Short exercise
Take the material below and write it all out again exactly.

Material provided

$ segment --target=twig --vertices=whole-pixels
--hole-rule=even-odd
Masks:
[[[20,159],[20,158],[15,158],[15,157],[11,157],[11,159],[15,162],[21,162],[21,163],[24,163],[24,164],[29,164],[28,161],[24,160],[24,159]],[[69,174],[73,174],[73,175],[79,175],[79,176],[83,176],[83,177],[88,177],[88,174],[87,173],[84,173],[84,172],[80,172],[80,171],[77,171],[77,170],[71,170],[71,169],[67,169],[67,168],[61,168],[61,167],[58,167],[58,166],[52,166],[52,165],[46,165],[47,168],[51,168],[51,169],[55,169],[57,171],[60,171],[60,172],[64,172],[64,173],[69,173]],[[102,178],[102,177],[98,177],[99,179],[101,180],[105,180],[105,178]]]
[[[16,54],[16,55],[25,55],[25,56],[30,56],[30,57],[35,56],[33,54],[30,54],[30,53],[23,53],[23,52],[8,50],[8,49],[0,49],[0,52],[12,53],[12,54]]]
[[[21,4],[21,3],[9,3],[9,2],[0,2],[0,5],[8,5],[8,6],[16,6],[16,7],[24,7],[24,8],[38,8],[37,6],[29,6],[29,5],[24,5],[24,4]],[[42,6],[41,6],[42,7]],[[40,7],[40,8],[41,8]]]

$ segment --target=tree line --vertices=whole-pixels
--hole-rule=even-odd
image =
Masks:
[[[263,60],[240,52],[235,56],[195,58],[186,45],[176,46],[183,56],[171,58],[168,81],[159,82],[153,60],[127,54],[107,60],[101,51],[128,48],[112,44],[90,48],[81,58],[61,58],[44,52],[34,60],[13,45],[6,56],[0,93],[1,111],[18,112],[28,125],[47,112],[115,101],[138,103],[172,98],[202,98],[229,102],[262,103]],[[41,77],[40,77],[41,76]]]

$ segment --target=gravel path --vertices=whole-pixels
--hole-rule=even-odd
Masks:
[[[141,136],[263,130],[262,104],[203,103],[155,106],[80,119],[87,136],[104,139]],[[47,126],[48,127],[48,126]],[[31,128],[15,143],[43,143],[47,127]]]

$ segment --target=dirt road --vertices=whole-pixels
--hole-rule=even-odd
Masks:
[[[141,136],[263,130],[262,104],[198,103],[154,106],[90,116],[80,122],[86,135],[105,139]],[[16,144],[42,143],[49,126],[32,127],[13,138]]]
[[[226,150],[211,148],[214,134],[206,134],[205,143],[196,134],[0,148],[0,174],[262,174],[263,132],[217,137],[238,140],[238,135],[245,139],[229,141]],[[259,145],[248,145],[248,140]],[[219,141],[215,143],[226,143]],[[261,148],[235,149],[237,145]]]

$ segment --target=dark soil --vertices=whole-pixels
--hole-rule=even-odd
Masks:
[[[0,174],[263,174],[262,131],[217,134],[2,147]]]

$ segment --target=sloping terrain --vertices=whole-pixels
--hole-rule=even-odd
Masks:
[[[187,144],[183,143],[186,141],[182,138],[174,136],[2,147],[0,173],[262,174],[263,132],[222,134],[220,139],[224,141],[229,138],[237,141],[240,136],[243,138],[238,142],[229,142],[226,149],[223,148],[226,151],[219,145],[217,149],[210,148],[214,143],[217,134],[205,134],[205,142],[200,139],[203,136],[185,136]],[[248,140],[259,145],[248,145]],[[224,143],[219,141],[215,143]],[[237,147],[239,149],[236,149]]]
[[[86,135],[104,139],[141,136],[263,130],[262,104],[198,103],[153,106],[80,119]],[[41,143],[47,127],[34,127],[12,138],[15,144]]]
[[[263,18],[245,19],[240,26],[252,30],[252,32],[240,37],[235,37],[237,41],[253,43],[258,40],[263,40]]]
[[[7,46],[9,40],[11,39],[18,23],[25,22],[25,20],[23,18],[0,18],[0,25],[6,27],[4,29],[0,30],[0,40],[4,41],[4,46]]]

Written answer
$ segment --target=twig --vertices=whole-pixels
--hole-rule=even-odd
Masks:
[[[20,159],[20,158],[15,158],[15,157],[11,157],[11,159],[15,162],[21,162],[21,163],[24,163],[24,164],[29,164],[28,161],[24,160],[24,159]],[[69,174],[73,174],[73,175],[79,175],[79,176],[83,176],[83,177],[88,177],[88,174],[87,173],[84,173],[84,172],[80,172],[80,171],[77,171],[77,170],[71,170],[71,169],[67,169],[67,168],[61,168],[61,167],[58,167],[58,166],[52,166],[52,165],[46,165],[47,168],[51,168],[51,169],[55,169],[57,171],[60,171],[60,172],[64,172],[64,173],[69,173]],[[102,178],[102,177],[98,177],[99,179],[101,180],[105,180],[105,178]]]
[[[16,54],[16,55],[25,55],[25,56],[30,56],[30,57],[35,56],[33,54],[30,54],[30,53],[23,53],[23,52],[8,50],[8,49],[0,49],[0,52],[12,53],[12,54]]]
[[[21,4],[21,3],[9,3],[9,2],[0,2],[0,5],[8,5],[8,6],[16,6],[16,7],[24,7],[24,8],[38,8],[37,6],[29,6],[29,5],[24,5],[24,4]],[[42,6],[41,6],[42,7]],[[40,7],[40,8],[41,8]]]

$ segment --target=tree line --vertices=whole-pixels
--hole-rule=even-odd
image =
Masks:
[[[263,60],[240,52],[235,56],[195,58],[186,45],[176,46],[183,56],[171,58],[168,81],[159,82],[153,60],[127,54],[107,60],[101,51],[128,48],[112,44],[90,48],[81,58],[61,58],[44,52],[34,60],[13,45],[6,56],[0,93],[1,111],[18,112],[28,125],[47,112],[115,101],[138,103],[172,98],[202,98],[229,102],[262,103]],[[41,77],[40,77],[41,76]]]

$ segment --target=gravel path --vertices=whole-pixels
--hole-rule=even-odd
Masks:
[[[141,136],[263,130],[262,104],[203,103],[155,106],[80,119],[87,136],[104,139]],[[47,126],[48,127],[48,126]],[[31,128],[15,143],[43,143],[47,127]]]

$ segment --target=dirt road --vertices=whole-pixels
--hole-rule=even-odd
Masks:
[[[141,136],[263,130],[262,104],[198,103],[154,106],[90,116],[80,122],[86,135],[105,139]],[[16,144],[42,143],[49,126],[32,127],[13,138]]]
[[[226,150],[211,148],[214,134],[206,134],[205,143],[196,134],[0,148],[0,174],[262,174],[263,132],[217,137],[238,140],[238,135],[245,139],[229,141]],[[259,145],[248,145],[248,140]],[[219,141],[215,143],[226,143]],[[261,148],[235,149],[237,145]]]

$ segment --target=dark soil --vertices=whole-pixels
--hole-rule=even-odd
Masks:
[[[0,174],[263,174],[262,131],[217,134],[2,147]]]

$ segment --target=sloping terrain --vertices=whole-pixels
--hole-rule=even-odd
Masks:
[[[187,144],[183,143],[186,141],[182,138],[174,136],[2,147],[0,173],[262,174],[263,132],[222,134],[220,139],[224,141],[229,138],[237,141],[240,136],[243,138],[238,142],[229,142],[226,149],[223,148],[226,151],[219,145],[217,149],[210,148],[214,143],[217,134],[205,134],[205,142],[200,139],[203,136],[185,136]],[[248,140],[259,145],[248,145]],[[224,143],[219,141],[215,143]],[[237,147],[239,149],[236,149]]]
[[[86,135],[104,139],[141,136],[263,130],[262,104],[198,103],[153,106],[80,119]],[[41,143],[47,127],[34,127],[12,138],[15,144]]]
[[[263,18],[245,19],[240,26],[252,30],[252,32],[240,37],[235,37],[237,41],[253,43],[258,40],[263,40]]]
[[[7,46],[9,40],[11,39],[18,23],[25,22],[25,20],[23,18],[0,18],[0,25],[6,27],[4,29],[0,30],[0,40],[4,41],[4,46]]]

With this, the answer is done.